-- BEGIN Stored rows --

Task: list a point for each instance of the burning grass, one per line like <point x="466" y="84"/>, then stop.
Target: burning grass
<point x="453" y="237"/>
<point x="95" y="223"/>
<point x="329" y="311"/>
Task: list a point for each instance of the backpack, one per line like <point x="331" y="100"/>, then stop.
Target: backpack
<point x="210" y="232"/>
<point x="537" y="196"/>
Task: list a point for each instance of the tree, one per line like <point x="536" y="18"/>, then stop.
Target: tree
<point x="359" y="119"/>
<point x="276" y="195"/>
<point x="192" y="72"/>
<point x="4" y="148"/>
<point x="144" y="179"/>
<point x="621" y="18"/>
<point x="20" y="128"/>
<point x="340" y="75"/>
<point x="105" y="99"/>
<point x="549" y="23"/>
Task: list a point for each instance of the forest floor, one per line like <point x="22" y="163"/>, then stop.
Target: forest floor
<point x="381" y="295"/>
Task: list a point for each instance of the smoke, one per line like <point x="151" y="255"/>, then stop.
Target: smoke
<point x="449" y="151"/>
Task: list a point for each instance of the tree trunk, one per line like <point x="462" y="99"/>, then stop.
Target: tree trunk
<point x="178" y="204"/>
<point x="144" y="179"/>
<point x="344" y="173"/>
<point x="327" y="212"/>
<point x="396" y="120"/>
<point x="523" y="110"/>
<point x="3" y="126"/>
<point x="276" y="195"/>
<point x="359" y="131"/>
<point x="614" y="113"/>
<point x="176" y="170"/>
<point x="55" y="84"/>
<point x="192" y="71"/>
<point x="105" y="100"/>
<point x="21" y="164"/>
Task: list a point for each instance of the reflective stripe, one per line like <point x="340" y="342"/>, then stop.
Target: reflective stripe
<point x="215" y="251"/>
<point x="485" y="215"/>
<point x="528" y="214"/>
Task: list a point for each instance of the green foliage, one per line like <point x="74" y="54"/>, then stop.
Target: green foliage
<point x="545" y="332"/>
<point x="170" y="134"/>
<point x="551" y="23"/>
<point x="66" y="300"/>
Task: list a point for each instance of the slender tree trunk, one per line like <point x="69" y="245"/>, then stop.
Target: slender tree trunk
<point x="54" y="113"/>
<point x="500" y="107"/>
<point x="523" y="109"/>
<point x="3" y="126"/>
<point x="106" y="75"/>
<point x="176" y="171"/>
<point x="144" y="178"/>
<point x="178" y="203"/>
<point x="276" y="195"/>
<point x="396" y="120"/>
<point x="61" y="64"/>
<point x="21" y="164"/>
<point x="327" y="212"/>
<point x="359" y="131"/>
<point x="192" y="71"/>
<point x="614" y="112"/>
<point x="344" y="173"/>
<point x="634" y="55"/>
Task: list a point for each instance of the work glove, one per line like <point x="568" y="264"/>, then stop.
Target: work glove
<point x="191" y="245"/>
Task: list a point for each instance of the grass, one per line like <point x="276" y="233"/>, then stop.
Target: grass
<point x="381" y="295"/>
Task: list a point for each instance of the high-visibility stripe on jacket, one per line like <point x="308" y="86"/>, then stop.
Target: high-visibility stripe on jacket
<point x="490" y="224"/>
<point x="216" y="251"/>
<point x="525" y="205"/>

-- END Stored rows --

#### Aim of the task
Copy every line of the saved entries above word for word, leaving nothing out.

#### Solution to the problem
Task: list a point for each instance of the burning grass, one per line like <point x="466" y="84"/>, then stop.
Target: burning grass
<point x="453" y="237"/>
<point x="95" y="223"/>
<point x="329" y="311"/>
Task: list a point for each instance of the backpack, one per line like <point x="331" y="100"/>, then stop.
Target: backpack
<point x="210" y="232"/>
<point x="537" y="196"/>
Task: list a point for each instance of the tree, one per line like <point x="536" y="18"/>, then stop.
Target: tree
<point x="359" y="119"/>
<point x="276" y="195"/>
<point x="192" y="72"/>
<point x="4" y="148"/>
<point x="144" y="179"/>
<point x="621" y="18"/>
<point x="20" y="128"/>
<point x="340" y="75"/>
<point x="105" y="99"/>
<point x="549" y="23"/>
Task: list a point for each instance of the forest floor, one per line like <point x="22" y="163"/>, then stop.
Target: forest floor
<point x="381" y="295"/>
Task: list a point for each instance of the smoke, one per line like <point x="151" y="255"/>, then stop.
Target: smoke
<point x="449" y="151"/>
Task: list a point for each instance of the tree trunk, one per line like <point x="462" y="99"/>, then stop.
Target: tree trunk
<point x="178" y="204"/>
<point x="144" y="179"/>
<point x="344" y="173"/>
<point x="327" y="212"/>
<point x="396" y="120"/>
<point x="523" y="110"/>
<point x="3" y="126"/>
<point x="276" y="195"/>
<point x="359" y="131"/>
<point x="614" y="113"/>
<point x="176" y="170"/>
<point x="55" y="84"/>
<point x="192" y="71"/>
<point x="105" y="100"/>
<point x="21" y="164"/>
Task: list a point for each instance of the reflective stripe, one per line like <point x="340" y="342"/>, then stop.
Target: reflective stripe
<point x="215" y="251"/>
<point x="485" y="215"/>
<point x="528" y="214"/>
Task: list a point for each instance of the green foliage, one per line like <point x="74" y="54"/>, then stop.
Target: green foliage
<point x="545" y="332"/>
<point x="170" y="134"/>
<point x="551" y="23"/>
<point x="66" y="300"/>
Task: list a point for each instance of the slender tree trunk, one per line like <point x="69" y="245"/>, then stop.
Target: slender tree trunk
<point x="54" y="113"/>
<point x="500" y="107"/>
<point x="523" y="109"/>
<point x="3" y="126"/>
<point x="106" y="75"/>
<point x="176" y="171"/>
<point x="144" y="178"/>
<point x="178" y="203"/>
<point x="276" y="195"/>
<point x="396" y="120"/>
<point x="61" y="64"/>
<point x="21" y="164"/>
<point x="327" y="212"/>
<point x="359" y="131"/>
<point x="192" y="71"/>
<point x="614" y="112"/>
<point x="344" y="173"/>
<point x="634" y="55"/>
Task: list a point for each instance of the work glove, one per line like <point x="568" y="264"/>, then stop.
Target: work glove
<point x="191" y="245"/>
Task: list a point for each instance of the grass, one per line like <point x="276" y="233"/>, then stop.
Target: grass
<point x="381" y="295"/>
Task: list a point for each instance of the high-visibility stripe on jacket, one per line like <point x="308" y="86"/>, then stop.
Target: high-visibility stripe on jacket
<point x="490" y="224"/>
<point x="216" y="251"/>
<point x="525" y="205"/>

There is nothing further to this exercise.